Problem statement
Please rewrite the entries, replacing "instance" with "occurrence" everywhere and leaving everything else unchanged.

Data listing

----

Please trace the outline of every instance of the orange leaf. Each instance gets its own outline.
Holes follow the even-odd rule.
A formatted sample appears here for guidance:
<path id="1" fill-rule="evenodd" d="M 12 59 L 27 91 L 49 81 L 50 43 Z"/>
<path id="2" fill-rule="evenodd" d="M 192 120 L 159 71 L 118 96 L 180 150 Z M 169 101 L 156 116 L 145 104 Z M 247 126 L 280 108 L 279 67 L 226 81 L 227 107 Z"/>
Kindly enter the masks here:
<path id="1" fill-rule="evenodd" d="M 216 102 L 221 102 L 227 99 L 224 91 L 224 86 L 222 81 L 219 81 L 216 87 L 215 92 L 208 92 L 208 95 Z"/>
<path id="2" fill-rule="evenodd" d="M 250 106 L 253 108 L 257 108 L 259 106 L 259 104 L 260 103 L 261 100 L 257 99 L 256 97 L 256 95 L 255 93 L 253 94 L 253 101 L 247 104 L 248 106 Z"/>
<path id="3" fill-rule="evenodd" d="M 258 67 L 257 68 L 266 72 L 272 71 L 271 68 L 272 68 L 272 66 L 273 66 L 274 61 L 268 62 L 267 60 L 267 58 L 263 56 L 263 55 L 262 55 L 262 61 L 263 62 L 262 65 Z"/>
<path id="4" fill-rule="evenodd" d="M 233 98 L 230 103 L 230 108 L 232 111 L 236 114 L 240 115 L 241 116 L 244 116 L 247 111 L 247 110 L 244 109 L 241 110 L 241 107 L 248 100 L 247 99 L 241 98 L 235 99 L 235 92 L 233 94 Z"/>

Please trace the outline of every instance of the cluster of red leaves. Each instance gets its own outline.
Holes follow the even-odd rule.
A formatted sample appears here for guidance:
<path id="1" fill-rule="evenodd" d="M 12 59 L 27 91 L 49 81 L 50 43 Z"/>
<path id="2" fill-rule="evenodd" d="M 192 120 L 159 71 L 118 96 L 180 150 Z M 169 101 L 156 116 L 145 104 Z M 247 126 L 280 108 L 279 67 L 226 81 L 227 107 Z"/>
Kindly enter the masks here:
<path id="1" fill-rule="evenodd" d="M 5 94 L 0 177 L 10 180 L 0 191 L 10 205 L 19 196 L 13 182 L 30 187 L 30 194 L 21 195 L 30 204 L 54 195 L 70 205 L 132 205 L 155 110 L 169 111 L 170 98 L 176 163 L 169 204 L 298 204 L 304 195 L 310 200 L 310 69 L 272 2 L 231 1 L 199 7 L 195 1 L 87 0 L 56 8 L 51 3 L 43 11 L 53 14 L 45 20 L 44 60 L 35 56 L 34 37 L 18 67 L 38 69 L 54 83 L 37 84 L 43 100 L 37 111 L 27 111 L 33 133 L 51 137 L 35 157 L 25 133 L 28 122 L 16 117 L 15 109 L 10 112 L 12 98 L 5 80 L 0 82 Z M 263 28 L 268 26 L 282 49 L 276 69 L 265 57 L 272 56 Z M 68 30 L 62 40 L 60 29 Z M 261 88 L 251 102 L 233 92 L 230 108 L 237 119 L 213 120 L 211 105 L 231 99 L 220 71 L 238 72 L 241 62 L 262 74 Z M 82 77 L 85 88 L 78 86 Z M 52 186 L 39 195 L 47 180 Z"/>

----

Written response
Please trace the outline of every occurrence of the orange leaf. Each occurrence gets its own outline.
Holes follow the even-odd rule.
A formatted sample appears here for guidance:
<path id="1" fill-rule="evenodd" d="M 12 59 L 27 91 L 49 81 L 50 43 Z"/>
<path id="2" fill-rule="evenodd" d="M 192 120 L 159 71 L 118 96 L 180 150 Z M 169 101 L 156 116 L 145 104 Z M 247 126 L 280 108 L 279 67 L 226 81 L 227 107 Z"/>
Kindly enter the masks here:
<path id="1" fill-rule="evenodd" d="M 216 102 L 221 102 L 227 99 L 224 91 L 224 86 L 222 81 L 219 81 L 216 87 L 215 92 L 208 92 L 208 95 Z"/>
<path id="2" fill-rule="evenodd" d="M 250 106 L 253 108 L 257 108 L 259 106 L 259 104 L 260 103 L 261 100 L 257 99 L 256 97 L 256 95 L 255 93 L 253 94 L 253 101 L 247 104 L 248 106 Z"/>
<path id="3" fill-rule="evenodd" d="M 258 67 L 257 68 L 266 72 L 272 71 L 271 68 L 272 68 L 272 66 L 273 66 L 274 61 L 268 62 L 267 60 L 267 58 L 263 56 L 263 55 L 262 55 L 262 61 L 263 62 L 262 65 Z"/>
<path id="4" fill-rule="evenodd" d="M 233 98 L 230 103 L 230 108 L 232 111 L 236 114 L 240 115 L 241 116 L 244 116 L 247 111 L 247 110 L 244 109 L 241 110 L 241 107 L 248 100 L 247 99 L 241 98 L 235 99 L 235 92 L 233 94 Z"/>

Please trace the outline of every occurrence of the cluster of red leaves. Each occurrence gets its own outline.
Holes follow the even-odd rule.
A formatted sample appears here for guidance:
<path id="1" fill-rule="evenodd" d="M 12 59 L 27 91 L 49 81 L 50 43 Z"/>
<path id="2" fill-rule="evenodd" d="M 192 120 L 159 71 L 118 96 L 180 150 Z M 169 101 L 156 116 L 145 104 Z M 247 126 L 280 108 L 279 67 L 226 81 L 227 107 Z"/>
Kindly enter the masks here:
<path id="1" fill-rule="evenodd" d="M 5 94 L 0 177 L 10 180 L 0 191 L 10 205 L 19 196 L 13 182 L 30 187 L 30 194 L 21 195 L 30 204 L 54 195 L 70 205 L 132 205 L 155 110 L 169 111 L 170 98 L 176 163 L 169 204 L 298 204 L 304 195 L 310 200 L 310 69 L 272 2 L 231 1 L 199 7 L 195 1 L 87 0 L 56 8 L 51 3 L 43 11 L 53 14 L 45 20 L 44 60 L 35 56 L 34 37 L 18 67 L 38 69 L 54 83 L 37 84 L 43 100 L 37 111 L 27 111 L 33 133 L 51 137 L 35 157 L 25 133 L 28 122 L 16 117 L 15 109 L 10 112 L 12 98 L 5 80 L 0 82 Z M 263 28 L 268 26 L 282 49 L 276 69 L 265 57 L 272 56 Z M 68 30 L 62 40 L 60 29 Z M 261 88 L 251 102 L 233 92 L 230 108 L 237 119 L 213 120 L 211 105 L 231 99 L 220 71 L 238 72 L 241 62 L 262 74 Z M 82 77 L 85 88 L 78 86 Z M 52 186 L 39 195 L 47 180 Z"/>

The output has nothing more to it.